#### Extrait de page

Je vais te dire la vérité crue — Bill Gates s’est mis à l’abri. Il dit: je vais continuer à investir dans l’énergie propre, mais je ne vais pas être le champion du sauvetage du climat. Je vais être le champion pragmatique de la santé et de la pauvreté. Et en faisant ça, il a livré une arme aux climatosceptiques, affaibli le mouvement climatique, et montré qu’aucune conviction n’est assez forte pour résister au vent politique. Ce n’est pas un pivot intelligent. C’est une trahison.
Encadré de transparence du chroniqueur
 
    Je ne suis pas journaliste, mais chroniqueur, je suis analyste, observateur des stratégies philanthropiques et politiques qui façonnent notre monde. Mon travail consiste à décortiquer les changements de position d’acteurs puissants, à comprendre les implications stratégiques de leurs pivots, à anticiper les conséquences pour les mouvements de justice climatique. Je ne prétends pas à l’objectivité froide du journalisme traditionnel. Je prétends à la lucidité critique, à l’analyse de ce qui se cache sous les annonces officielles.

########
#### Données fournies

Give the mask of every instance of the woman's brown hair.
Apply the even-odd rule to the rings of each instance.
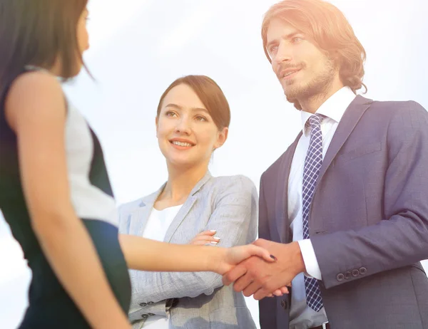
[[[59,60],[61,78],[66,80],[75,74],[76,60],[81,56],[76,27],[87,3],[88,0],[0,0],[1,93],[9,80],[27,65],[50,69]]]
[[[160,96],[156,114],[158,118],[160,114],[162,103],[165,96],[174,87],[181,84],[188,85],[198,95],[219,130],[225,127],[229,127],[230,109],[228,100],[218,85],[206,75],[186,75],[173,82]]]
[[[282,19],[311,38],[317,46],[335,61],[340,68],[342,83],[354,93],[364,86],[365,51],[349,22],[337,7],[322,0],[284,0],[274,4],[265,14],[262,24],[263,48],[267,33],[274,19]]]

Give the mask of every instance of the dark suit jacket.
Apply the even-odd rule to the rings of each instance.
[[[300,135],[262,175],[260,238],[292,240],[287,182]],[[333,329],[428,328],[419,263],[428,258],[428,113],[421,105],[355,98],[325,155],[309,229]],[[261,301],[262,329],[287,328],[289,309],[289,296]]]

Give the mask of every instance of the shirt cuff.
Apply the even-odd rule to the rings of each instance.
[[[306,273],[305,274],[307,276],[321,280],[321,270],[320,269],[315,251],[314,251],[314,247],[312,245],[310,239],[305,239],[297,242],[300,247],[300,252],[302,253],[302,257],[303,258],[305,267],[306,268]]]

########

- **À vous de jouer**
1) Pour chacune des affirmations suivantes, indiquez par oui ou par non si elle concorde avec l’extrait sur Bill Gates, puis citez les mots de l’extrait qui permettent de trancher : (a) Bill Gates annonce qu’il va cesser d’investir dans l’énergie propre ; (b) l’auteur se présente comme journaliste ; (c) l’auteur qualifie le choix de Bill Gates de trahison.
2) Relevez toutes les conséquences que l’extrait sur Bill Gates attribue au choix de ce dernier.
3) D’après l’extrait sur Bill Gates, de quels domaines celui-ci veut-il être le champion pragmatique ?

- **Réponses aux exercices**
1)
(a) Non : « je vais continuer à investir dans l’énergie propre »
(b) Non : « Je ne suis pas journaliste, mais chroniqueur »
(c) Oui : « C’est une trahison. »

2)
- Il a livré une arme aux climatosceptiques.
- Il a affaibli le mouvement climatique.
- Il a montré qu’aucune conviction n’est assez forte pour résister au vent politique.

3) De la santé et de la pauvreté.